--- Start Text extract ---

Clueless in Chicago --
Unraveling Newspaper Economics

Major newspaper publishers met last month in Chicago in a not-exactly-secret, but definitely closed-to-the-public meeting to discuss the future of the newspaper business. More specifically, it seems, the meeting was convened to share ideas about how to more effectively monetize newspaper content on the web as traditional print subscription and advertising revenue plummet.

(As an aside, since most newspaper content on the web today is free, "monetize" must mean a price increase. Imagine if any other industry convened a closed meeting to discuss a price increase. What would the press have to say about that?)

As an avid reader (and paying subscriber) of several newspapers, I'm hoping they'll figure out how to survive. Sadly, I think the meeting must've been terribly disappointing.

A copy of "Paid Content - Newspaper Economic Action Plan" produced for the meeting by the American Press Institute (API) has been published on the web in several place including here. A quick read of the document cannot inspire confidence. The action plan recommends that newspaper publishers experiment with micropayments, subscriptions, and more ominously, coordinated industry and maybe government pressure on companies like Google, Yahoo and Microsoft to share search-related ad revenue. This last bit is called the "Fair Share Doctrine" described as "Negotiate for money, a lot more, from Google and online news aggregators for a 'fairer' share of the profits from linking and ad sales."

These ideas are neither novel nor untested. And they haven't worked so far. One gets a vague and uncomfortable sense that when the API recommends, "... [using] technology, news-industry production protocols, influence and public policy to thwart piracy" what they really mean is "maybe some government intervention can help us survive in our current form."

The 31-page API report goes wrong in its second paragraph when it asserts, "The problem is that the online business model does not yet come close to compensating for the steep slide in the print business model that it is replacing."

Guess what, it never will.

--- End Text extract ---

**Exercise aim:** Write out the passage of the newspaper economics piece above word for word, starting at "Major newspaper publishers" up to and including "advertising revenue plummet.".

--- Start Extracted entries ---

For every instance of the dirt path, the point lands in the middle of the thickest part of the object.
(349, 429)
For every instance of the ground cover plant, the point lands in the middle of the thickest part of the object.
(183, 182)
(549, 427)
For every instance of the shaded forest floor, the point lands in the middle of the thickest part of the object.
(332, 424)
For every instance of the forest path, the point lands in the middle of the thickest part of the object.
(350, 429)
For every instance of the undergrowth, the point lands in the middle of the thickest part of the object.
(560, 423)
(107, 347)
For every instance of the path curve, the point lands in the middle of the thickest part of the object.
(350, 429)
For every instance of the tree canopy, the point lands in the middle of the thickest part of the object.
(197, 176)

--- End Extracted entries ---
--- Start Extracted entries ---

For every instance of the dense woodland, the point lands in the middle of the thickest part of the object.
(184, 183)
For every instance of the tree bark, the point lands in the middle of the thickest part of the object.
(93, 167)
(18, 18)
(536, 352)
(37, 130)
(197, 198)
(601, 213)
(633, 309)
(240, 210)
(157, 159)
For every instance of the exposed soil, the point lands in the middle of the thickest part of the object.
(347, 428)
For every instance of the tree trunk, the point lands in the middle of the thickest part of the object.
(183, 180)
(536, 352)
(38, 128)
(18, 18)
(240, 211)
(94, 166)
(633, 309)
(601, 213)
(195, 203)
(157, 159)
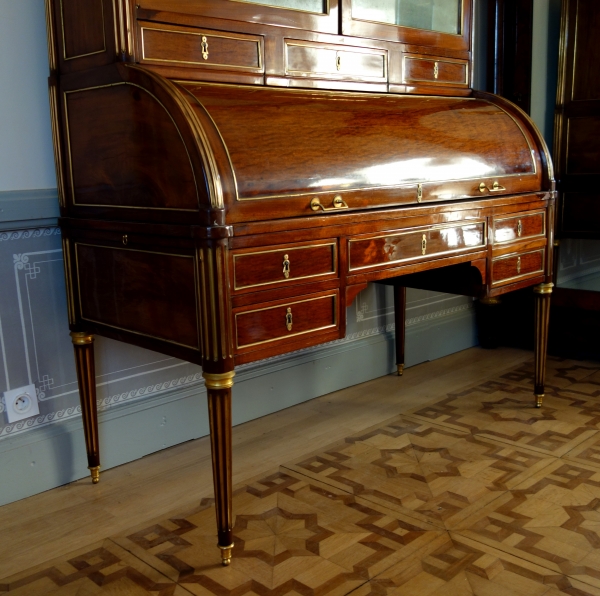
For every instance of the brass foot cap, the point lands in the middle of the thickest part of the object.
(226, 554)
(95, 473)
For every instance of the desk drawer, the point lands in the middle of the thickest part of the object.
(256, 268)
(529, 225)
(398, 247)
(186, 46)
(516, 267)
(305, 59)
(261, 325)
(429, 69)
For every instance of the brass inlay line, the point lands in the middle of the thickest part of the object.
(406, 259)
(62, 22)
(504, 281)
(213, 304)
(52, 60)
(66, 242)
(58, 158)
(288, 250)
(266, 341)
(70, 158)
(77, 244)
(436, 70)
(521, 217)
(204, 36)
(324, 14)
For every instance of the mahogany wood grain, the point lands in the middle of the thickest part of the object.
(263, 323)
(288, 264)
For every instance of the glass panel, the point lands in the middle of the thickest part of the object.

--- End Extracted entries ---

**Finished task:**
Major newspaper publishers met last month in Chicago in a not-exactly-secret, but definitely closed-to-the-public meeting to discuss the future of the newspaper business. More specifically, it seems, the meeting was convened to share ideas about how to more effectively monetize newspaper content on the web as traditional print subscription and advertising revenue plummet.